[Location annotation dataset excerpts]
** start **

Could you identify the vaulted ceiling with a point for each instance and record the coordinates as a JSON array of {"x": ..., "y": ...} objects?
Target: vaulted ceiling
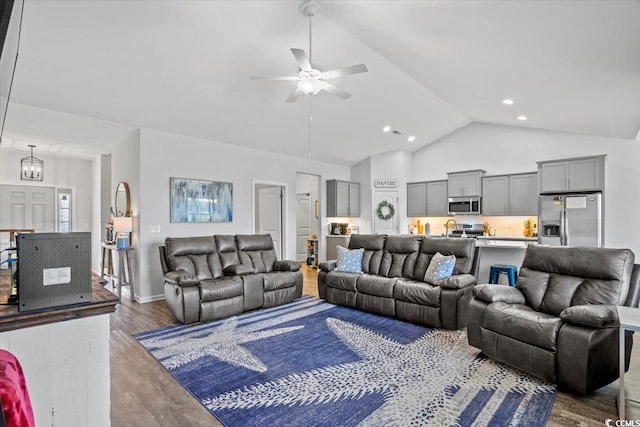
[{"x": 90, "y": 71}]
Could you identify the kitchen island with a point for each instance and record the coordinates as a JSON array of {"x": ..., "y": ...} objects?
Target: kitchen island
[{"x": 500, "y": 250}]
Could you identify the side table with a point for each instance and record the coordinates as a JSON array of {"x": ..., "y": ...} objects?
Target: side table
[
  {"x": 629, "y": 321},
  {"x": 125, "y": 276}
]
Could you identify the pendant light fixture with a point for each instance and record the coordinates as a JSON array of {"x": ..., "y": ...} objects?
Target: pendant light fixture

** end **

§ **Required task**
Set out every line of the listing above as a Markdown table with the columns "No." and "Line", numbering the rows and skipping blank lines. Leave the pictures out of the table.

§ **Result of the exercise**
| No. | Line |
|---|---|
| 1 | Could you identify the vaulted ceiling with a point for each instance and record the coordinates as a JSON array of {"x": ..., "y": ...} objects? |
| 2 | Target: vaulted ceiling |
| 3 | [{"x": 90, "y": 71}] |
| 4 | Could you identify the kitchen island with a point for each instance and record the coordinates as a JSON array of {"x": ..., "y": ...} objects? |
| 5 | Target: kitchen island |
| 6 | [{"x": 500, "y": 250}] |
| 7 | Could you identify the side table with a point for each instance and record the coordinates as a JSON array of {"x": ..., "y": ...} objects? |
| 8 | Target: side table |
| 9 | [ |
| 10 |   {"x": 629, "y": 321}, |
| 11 |   {"x": 125, "y": 276} |
| 12 | ] |
| 13 | Could you identify the pendant light fixture with a point for each instance and record the coordinates as a JSON array of {"x": ..., "y": ...} objects? |
| 14 | Target: pendant light fixture |